- [OBJECTIVE]
Format the data from the line with "Accessibility tool request: describe where the kitchen" through the line with "xmin=0 ymin=0 xmax=94 ymax=47" as a two-column CSV with the header text,answer, giving one row per entry. Put each field in double quotes and replace every line break inside a field with a space.

- [RECORD SET]
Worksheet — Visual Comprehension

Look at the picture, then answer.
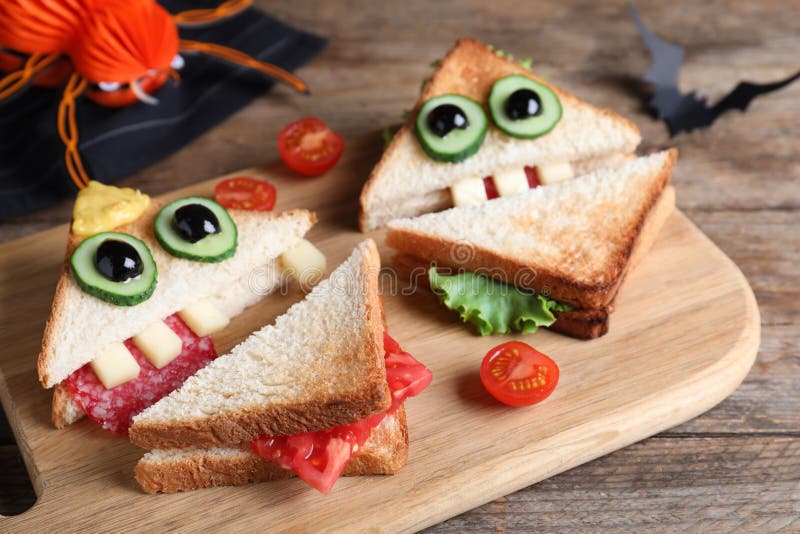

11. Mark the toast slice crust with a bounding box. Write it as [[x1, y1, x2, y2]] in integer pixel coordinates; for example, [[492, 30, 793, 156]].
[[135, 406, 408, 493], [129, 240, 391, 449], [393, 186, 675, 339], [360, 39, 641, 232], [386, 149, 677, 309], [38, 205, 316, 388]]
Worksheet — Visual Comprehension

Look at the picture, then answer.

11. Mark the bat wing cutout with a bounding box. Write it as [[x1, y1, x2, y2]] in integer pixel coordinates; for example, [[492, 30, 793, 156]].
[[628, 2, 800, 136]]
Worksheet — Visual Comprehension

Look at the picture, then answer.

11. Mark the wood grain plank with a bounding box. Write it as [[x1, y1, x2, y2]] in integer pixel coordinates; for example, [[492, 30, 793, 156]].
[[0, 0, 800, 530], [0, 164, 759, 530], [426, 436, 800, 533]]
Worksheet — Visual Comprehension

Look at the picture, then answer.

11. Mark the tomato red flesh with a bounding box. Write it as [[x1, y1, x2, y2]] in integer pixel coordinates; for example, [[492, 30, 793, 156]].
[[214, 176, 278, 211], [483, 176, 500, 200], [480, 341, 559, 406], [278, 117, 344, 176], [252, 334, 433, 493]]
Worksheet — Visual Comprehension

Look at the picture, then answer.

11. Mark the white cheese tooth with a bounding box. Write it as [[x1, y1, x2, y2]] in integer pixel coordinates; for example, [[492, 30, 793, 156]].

---

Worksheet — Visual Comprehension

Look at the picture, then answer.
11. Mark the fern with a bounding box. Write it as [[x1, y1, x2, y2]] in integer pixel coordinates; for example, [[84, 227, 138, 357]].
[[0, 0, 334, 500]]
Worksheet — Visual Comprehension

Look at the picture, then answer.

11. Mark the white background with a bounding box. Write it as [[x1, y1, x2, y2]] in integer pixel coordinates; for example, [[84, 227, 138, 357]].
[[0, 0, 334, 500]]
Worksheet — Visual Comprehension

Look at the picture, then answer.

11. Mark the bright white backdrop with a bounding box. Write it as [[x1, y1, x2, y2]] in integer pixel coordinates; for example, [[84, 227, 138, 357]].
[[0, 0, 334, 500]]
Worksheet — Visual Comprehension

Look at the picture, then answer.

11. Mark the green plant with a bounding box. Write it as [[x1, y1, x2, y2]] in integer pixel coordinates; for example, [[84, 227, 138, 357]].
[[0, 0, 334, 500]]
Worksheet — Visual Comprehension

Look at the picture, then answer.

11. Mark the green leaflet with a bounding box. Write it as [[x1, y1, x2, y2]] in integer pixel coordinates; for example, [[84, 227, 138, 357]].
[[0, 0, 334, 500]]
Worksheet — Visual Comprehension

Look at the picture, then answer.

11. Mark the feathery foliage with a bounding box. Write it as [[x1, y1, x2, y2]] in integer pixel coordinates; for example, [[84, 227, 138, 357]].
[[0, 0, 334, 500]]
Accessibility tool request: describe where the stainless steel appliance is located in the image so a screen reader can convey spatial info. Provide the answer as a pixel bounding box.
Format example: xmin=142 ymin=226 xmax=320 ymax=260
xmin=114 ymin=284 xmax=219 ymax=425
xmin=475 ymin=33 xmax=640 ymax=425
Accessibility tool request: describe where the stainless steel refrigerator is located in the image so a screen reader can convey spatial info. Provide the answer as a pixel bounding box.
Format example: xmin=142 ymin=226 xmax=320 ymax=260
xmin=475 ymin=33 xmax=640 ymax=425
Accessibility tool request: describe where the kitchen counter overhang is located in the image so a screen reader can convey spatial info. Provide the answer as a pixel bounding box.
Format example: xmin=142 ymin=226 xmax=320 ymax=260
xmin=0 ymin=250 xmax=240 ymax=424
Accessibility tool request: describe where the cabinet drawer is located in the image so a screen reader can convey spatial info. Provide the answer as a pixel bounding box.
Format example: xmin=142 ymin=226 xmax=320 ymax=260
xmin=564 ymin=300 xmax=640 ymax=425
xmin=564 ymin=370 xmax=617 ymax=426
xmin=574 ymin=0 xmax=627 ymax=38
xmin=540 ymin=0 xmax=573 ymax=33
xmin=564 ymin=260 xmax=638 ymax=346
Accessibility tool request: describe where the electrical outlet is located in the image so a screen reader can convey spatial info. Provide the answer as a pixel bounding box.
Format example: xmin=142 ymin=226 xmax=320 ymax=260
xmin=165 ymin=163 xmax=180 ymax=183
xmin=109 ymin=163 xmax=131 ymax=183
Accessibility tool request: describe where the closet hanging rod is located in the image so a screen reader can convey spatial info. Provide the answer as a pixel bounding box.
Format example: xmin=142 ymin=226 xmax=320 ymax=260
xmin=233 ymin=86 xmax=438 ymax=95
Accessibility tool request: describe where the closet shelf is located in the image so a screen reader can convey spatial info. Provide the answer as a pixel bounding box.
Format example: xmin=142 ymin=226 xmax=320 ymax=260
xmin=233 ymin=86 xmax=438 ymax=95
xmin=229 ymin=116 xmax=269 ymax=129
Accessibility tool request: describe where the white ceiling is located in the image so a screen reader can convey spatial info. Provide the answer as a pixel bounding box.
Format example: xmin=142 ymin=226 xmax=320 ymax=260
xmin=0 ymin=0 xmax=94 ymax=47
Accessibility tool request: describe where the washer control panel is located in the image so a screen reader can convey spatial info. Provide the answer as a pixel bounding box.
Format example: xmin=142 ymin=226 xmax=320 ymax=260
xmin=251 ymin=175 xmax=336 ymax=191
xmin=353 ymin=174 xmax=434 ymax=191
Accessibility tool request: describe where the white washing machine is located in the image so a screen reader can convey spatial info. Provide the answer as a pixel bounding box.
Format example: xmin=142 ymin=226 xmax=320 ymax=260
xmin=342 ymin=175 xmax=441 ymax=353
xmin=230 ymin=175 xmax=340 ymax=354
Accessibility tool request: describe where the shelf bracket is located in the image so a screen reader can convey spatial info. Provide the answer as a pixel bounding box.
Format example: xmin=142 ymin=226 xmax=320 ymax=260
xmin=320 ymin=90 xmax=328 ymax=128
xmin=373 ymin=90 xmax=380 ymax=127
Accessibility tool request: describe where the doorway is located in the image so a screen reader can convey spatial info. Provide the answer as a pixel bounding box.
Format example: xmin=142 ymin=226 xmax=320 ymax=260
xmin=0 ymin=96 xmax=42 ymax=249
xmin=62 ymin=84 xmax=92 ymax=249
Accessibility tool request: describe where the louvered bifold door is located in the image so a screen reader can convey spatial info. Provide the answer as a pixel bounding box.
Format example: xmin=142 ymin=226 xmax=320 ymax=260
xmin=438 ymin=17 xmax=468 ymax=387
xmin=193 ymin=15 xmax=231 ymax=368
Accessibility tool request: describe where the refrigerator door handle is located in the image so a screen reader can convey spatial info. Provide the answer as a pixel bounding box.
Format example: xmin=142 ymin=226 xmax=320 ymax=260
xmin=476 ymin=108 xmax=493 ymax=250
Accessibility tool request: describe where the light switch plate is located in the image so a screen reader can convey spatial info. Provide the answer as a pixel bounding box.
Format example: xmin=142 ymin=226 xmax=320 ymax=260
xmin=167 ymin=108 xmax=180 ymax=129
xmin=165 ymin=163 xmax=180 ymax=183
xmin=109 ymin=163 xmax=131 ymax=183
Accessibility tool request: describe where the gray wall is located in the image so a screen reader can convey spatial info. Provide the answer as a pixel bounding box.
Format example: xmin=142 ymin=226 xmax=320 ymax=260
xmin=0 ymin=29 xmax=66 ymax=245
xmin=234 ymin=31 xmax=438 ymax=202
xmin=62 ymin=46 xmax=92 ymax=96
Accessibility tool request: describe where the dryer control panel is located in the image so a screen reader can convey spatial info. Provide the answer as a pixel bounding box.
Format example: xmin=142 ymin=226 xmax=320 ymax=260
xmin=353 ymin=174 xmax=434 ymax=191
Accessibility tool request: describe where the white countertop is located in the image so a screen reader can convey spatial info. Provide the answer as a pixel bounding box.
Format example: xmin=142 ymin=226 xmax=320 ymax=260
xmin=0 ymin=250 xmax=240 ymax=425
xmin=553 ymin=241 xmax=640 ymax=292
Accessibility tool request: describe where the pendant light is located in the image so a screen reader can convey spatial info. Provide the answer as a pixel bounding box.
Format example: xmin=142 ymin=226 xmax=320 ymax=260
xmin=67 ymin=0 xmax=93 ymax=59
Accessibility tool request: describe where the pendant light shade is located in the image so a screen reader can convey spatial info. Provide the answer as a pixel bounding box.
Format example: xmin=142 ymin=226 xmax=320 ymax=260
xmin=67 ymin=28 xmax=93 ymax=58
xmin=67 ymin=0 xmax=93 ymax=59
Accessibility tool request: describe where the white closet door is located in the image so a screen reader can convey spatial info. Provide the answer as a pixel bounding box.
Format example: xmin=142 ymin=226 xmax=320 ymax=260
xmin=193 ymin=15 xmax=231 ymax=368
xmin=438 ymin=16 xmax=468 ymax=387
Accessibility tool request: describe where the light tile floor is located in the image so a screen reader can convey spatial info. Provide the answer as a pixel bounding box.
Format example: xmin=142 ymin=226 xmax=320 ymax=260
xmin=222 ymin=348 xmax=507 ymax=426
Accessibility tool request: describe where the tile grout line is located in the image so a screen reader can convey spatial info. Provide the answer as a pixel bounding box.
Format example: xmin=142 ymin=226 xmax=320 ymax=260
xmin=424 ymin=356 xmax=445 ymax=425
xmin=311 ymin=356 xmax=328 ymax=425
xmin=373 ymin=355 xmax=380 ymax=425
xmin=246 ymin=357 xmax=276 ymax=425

- [FINISHED ANSWER]
text,answer
"Accessibility tool request: describe where the kitchen counter overhang is located in the image so a screen reader can convey spatial info. Provide the answer as a pixel bounding box. Format example: xmin=142 ymin=226 xmax=320 ymax=260","xmin=0 ymin=250 xmax=240 ymax=424"
"Accessibility tool request: describe where the cabinet drawer is located in the image so a screen reader can convey spatial info. Provide the answer as a pixel bounding box. Format example: xmin=142 ymin=226 xmax=320 ymax=260","xmin=564 ymin=300 xmax=640 ymax=425 xmin=564 ymin=370 xmax=617 ymax=426 xmin=574 ymin=0 xmax=627 ymax=38 xmin=540 ymin=0 xmax=573 ymax=33 xmin=564 ymin=260 xmax=638 ymax=346"
"Accessibility tool request: describe where the electrical outlet is located in the image so a screen reader can convey spatial info. Provide the answer as a pixel bounding box. Format example: xmin=142 ymin=226 xmax=320 ymax=260","xmin=165 ymin=163 xmax=180 ymax=183 xmin=109 ymin=163 xmax=131 ymax=183"
"Accessibility tool request: describe where the closet hanging rod is located in the image so a screen reader can convey spatial info. Provide the answer as a pixel bounding box. Format example: xmin=142 ymin=226 xmax=320 ymax=260","xmin=233 ymin=86 xmax=438 ymax=95"
"Accessibility tool request: describe where the closet shelf is located in the image so a screen reader can convey spatial info. Provide the answer as a pixel bounding box. Format example: xmin=142 ymin=226 xmax=320 ymax=260","xmin=233 ymin=86 xmax=438 ymax=95 xmin=229 ymin=116 xmax=269 ymax=129"
"Accessibility tool request: describe where the white ceiling is located in the image so a screen reader can convey spatial info. Provide the answer as a pixel bounding box. Format example: xmin=142 ymin=226 xmax=320 ymax=260","xmin=0 ymin=0 xmax=94 ymax=47"